### Stated exercise
Retype precisely the section of the data that starts at the line containing "form: [5, 299]." and runs to its final line, ends included.

### Given records
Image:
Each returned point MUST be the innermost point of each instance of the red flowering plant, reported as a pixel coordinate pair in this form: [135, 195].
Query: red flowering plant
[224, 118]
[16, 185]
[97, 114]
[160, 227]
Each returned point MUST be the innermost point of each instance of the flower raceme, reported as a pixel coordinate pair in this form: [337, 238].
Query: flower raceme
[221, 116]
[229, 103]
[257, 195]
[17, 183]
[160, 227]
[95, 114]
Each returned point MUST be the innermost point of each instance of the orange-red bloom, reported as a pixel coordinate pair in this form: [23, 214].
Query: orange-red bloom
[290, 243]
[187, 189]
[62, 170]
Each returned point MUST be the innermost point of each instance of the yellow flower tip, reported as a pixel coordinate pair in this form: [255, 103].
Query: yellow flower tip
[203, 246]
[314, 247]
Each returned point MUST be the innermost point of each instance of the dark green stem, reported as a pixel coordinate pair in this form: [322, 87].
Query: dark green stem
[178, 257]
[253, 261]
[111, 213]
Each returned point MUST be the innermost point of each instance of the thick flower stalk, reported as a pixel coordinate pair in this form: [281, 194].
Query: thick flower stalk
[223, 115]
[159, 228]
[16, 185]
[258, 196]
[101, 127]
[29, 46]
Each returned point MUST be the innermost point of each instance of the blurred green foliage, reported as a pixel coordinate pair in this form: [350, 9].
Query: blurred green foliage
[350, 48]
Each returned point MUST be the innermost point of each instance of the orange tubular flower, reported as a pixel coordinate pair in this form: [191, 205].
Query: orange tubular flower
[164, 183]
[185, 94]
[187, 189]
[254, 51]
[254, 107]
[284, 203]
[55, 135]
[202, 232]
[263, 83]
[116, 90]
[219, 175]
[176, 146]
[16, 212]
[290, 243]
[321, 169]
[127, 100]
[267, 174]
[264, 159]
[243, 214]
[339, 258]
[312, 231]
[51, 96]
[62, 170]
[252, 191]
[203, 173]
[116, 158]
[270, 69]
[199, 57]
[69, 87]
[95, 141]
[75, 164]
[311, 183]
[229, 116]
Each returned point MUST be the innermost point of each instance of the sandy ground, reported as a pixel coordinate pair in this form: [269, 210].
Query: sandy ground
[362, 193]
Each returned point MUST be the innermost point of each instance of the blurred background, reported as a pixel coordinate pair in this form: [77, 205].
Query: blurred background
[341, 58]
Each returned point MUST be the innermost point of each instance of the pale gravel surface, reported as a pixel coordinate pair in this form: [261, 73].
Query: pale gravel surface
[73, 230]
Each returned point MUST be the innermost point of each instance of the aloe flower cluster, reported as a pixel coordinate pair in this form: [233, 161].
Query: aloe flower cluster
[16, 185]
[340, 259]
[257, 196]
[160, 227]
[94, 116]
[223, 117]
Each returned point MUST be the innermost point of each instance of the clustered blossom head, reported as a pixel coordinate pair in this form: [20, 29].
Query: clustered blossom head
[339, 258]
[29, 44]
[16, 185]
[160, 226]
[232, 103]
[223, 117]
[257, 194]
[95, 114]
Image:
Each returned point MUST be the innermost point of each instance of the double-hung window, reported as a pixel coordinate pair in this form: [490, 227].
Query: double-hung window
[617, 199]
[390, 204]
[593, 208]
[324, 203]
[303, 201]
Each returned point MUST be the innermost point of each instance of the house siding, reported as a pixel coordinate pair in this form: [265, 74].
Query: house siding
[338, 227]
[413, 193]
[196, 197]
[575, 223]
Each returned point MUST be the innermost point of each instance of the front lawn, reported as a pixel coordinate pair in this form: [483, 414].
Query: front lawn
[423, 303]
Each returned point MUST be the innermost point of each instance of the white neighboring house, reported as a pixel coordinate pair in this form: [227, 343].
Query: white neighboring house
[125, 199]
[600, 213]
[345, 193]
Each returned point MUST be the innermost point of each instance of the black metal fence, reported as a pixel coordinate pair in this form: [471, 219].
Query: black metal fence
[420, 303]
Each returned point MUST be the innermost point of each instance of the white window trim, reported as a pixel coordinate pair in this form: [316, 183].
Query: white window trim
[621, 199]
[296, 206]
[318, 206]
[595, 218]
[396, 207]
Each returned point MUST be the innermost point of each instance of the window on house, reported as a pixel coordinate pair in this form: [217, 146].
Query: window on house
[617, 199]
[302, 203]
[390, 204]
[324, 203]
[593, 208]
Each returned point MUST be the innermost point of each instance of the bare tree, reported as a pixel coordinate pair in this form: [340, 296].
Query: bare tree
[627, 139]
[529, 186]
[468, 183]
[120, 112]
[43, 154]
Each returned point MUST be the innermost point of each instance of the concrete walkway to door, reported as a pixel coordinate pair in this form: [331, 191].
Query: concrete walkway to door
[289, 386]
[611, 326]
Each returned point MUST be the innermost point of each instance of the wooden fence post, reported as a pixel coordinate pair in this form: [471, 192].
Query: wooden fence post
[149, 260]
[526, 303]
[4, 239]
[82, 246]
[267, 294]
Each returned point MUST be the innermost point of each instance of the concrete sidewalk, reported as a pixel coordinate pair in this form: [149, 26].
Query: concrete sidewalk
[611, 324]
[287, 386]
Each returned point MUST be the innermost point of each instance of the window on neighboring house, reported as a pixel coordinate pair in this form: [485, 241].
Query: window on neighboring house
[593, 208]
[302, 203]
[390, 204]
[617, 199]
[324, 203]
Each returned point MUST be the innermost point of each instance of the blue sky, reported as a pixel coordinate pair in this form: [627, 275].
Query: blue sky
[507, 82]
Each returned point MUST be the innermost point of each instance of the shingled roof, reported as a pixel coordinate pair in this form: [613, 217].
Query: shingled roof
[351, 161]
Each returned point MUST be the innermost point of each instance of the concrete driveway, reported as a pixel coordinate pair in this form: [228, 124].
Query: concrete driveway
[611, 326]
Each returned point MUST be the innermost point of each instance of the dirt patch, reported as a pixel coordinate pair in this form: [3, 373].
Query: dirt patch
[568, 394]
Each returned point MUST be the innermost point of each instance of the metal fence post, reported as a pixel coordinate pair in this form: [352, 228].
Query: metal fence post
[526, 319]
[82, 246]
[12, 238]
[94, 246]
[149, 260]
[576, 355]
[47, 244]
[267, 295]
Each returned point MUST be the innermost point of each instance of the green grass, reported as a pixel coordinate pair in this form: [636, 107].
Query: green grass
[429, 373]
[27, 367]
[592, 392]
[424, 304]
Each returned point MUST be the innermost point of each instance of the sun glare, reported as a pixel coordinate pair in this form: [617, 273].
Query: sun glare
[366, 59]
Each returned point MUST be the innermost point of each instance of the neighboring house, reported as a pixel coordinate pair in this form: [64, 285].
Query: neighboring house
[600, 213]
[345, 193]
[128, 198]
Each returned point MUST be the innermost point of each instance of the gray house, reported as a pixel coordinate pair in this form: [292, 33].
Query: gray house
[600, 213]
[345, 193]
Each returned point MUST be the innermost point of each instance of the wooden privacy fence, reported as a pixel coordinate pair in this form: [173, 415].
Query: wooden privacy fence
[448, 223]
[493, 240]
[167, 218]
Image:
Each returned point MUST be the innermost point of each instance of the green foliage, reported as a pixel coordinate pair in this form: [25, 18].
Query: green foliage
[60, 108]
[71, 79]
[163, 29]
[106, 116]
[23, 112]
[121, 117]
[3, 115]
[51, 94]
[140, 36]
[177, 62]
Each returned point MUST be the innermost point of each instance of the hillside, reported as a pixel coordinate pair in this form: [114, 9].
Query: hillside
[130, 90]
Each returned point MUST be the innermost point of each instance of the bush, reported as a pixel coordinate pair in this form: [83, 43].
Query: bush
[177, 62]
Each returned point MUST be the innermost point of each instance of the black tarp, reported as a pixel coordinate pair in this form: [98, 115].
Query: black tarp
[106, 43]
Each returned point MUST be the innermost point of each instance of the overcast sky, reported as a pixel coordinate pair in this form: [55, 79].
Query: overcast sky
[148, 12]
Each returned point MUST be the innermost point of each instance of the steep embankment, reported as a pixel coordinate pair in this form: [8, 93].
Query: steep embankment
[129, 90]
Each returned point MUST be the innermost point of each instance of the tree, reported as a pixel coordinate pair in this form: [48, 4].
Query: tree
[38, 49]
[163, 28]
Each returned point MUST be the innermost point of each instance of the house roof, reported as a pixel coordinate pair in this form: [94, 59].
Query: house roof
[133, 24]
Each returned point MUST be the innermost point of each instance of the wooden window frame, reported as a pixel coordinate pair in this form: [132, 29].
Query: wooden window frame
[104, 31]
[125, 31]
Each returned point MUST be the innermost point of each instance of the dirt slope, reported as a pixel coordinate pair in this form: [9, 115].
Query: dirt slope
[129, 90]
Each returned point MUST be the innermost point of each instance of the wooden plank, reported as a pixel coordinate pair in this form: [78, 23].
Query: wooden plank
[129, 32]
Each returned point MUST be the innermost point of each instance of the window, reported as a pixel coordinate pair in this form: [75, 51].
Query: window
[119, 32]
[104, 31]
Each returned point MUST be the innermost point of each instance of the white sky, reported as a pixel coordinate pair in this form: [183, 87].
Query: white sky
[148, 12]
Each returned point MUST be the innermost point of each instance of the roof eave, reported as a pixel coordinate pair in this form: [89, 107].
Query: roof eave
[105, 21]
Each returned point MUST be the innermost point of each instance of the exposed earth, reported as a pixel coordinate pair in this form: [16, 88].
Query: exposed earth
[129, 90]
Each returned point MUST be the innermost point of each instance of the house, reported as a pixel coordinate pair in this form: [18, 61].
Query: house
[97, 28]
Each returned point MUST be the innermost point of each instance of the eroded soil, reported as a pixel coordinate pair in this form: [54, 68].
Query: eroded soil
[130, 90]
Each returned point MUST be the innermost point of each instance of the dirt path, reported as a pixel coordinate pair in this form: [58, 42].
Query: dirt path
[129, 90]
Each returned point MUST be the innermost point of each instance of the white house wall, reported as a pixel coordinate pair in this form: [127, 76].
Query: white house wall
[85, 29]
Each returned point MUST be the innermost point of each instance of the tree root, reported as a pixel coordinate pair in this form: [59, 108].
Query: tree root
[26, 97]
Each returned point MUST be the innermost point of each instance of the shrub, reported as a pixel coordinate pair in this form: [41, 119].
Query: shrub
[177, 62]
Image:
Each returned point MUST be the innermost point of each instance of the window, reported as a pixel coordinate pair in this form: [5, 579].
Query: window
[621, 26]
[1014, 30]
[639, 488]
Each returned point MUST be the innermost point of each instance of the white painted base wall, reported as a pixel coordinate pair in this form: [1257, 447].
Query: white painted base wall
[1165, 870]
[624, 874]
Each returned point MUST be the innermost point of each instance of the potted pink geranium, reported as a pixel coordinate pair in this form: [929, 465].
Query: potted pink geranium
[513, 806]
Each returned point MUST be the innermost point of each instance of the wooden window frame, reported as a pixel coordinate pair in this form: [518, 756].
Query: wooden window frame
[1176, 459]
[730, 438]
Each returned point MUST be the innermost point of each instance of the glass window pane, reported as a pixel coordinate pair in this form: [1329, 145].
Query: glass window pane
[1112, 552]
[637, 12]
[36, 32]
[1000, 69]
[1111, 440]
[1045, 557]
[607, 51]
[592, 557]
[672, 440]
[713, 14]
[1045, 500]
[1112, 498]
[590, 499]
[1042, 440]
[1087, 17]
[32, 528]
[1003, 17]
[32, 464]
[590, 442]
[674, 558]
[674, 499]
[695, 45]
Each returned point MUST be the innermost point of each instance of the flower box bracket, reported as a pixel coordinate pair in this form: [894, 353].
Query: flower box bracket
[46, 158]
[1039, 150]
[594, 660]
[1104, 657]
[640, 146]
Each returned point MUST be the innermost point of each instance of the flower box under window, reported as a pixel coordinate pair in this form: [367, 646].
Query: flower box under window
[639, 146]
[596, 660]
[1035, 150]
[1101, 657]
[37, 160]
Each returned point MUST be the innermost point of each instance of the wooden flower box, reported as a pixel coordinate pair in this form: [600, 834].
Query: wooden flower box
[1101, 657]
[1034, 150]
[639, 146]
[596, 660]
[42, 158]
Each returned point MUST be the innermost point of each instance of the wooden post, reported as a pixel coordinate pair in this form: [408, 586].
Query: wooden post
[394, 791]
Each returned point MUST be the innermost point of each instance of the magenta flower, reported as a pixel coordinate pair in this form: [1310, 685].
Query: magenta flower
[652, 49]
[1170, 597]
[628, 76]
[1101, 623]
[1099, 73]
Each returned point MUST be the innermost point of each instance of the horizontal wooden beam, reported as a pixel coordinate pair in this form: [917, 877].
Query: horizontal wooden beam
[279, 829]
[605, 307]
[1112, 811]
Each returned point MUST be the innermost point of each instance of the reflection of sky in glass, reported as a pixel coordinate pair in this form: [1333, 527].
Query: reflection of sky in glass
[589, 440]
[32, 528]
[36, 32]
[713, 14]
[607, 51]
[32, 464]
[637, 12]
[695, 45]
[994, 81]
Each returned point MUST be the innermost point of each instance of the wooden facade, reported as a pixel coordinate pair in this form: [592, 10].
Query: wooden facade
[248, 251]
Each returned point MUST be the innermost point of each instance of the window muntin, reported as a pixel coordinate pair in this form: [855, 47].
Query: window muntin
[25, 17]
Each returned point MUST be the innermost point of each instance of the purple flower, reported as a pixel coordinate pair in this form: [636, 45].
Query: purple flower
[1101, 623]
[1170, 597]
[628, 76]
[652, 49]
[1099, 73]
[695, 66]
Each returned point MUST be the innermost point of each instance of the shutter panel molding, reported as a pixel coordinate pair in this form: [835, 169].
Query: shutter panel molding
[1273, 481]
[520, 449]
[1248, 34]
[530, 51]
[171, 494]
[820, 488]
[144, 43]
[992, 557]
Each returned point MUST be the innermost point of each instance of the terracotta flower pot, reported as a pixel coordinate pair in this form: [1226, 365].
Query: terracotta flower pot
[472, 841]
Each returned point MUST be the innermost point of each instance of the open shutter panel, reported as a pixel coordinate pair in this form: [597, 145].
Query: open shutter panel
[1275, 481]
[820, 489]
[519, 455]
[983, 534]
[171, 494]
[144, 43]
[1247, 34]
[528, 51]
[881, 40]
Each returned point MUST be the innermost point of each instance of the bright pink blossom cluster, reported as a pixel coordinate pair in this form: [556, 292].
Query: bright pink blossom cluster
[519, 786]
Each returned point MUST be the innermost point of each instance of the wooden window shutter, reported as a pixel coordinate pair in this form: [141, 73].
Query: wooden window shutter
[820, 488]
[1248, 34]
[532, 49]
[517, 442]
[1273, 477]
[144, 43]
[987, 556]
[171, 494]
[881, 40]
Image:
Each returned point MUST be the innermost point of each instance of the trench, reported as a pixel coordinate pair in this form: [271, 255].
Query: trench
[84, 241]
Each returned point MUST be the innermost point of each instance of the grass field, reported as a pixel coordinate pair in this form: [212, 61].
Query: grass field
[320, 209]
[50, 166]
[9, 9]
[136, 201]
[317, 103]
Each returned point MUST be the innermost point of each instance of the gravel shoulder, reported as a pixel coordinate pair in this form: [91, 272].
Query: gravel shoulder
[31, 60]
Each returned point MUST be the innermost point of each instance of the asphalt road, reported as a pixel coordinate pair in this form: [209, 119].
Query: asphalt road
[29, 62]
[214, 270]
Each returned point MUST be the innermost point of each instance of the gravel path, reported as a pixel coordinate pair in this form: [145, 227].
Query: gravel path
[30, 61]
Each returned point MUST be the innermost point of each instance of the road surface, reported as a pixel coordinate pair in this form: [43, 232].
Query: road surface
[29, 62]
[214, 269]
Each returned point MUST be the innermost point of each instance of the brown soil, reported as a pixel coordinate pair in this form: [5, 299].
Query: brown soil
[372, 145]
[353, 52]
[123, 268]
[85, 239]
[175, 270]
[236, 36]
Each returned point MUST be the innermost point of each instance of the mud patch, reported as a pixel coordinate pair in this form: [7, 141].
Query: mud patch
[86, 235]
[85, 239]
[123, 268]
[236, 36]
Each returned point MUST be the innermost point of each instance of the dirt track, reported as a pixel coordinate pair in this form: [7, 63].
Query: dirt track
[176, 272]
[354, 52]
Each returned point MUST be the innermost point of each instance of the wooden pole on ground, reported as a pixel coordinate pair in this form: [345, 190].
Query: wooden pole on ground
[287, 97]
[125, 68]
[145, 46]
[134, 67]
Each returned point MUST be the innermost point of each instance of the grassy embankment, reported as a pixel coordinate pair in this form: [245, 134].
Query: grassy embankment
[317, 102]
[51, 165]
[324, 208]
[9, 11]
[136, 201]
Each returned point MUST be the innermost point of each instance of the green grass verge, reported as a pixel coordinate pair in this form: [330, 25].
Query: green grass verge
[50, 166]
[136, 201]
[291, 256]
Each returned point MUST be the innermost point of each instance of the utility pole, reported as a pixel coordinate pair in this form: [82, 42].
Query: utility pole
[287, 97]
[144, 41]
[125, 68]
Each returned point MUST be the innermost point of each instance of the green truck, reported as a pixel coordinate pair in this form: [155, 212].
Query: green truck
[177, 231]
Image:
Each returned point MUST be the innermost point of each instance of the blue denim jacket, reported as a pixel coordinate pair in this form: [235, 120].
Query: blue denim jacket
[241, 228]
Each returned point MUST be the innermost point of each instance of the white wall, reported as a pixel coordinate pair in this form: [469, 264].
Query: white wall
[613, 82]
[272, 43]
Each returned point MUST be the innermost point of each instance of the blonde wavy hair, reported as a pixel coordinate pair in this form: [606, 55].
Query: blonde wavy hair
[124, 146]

### Solution to this task
Each returned point MUST be the innermost point of each instance of the brown soil, reported as a pixel coordinate pair in this form: [5, 299].
Query: brown soil
[372, 145]
[353, 52]
[123, 268]
[85, 239]
[175, 270]
[236, 36]
Each returned point MUST be the innermost point of each instance of the mud patch, reported as a pixel coordinate pair in this form: [7, 141].
Query: mud patch
[86, 235]
[85, 239]
[123, 268]
[236, 36]
Each returned point MUST be the innermost point of each instance of the dirt track, reported as a pixel coordinate pair in this form: [7, 63].
Query: dirt track
[176, 272]
[354, 52]
Each returned point MUST be the innermost point of each instance of the wooden pole on ground, reported as a pixel coordinate pair in this form: [345, 190].
Query: wooden pole on ground
[287, 97]
[125, 68]
[145, 46]
[134, 67]
Each returned point MUST be the innermost point of each instance of the grassy embankment, reported as a pixel coordinate pair in this form: [245, 134].
Query: grassy embankment
[317, 102]
[51, 165]
[324, 208]
[9, 11]
[136, 201]
Each returned point MUST be the innermost point of each instance of the green grass verge, reported as a pixel coordinate pair in this form: [330, 25].
Query: green grass verge
[50, 166]
[136, 201]
[291, 256]
Each returned point MUST be the innermost point of each instance of the utility pole, reported as a pixel coordinate pair in this form: [82, 42].
Query: utility pole
[287, 97]
[144, 41]
[125, 68]
Each returned point MUST be the innermost point of each instance of the green truck, reported as a pixel coordinate pair in this form: [155, 212].
Query: green truck
[177, 231]
Image:
Each returned point MUST be the innermost point of each instance of the blue denim jacket, reported as a pixel coordinate pair in this form: [235, 120].
Query: blue denim jacket
[241, 228]
Each returned point MUST be the innermost point of each instance of the white wall, reported as a pixel coordinate pair in this form: [469, 264].
Query: white wall
[613, 82]
[272, 43]
Each returned point MUST be the innermost point of each instance of the blonde wavy hair, reported as a pixel coordinate pair in this form: [606, 55].
Query: blonde wavy hair
[124, 146]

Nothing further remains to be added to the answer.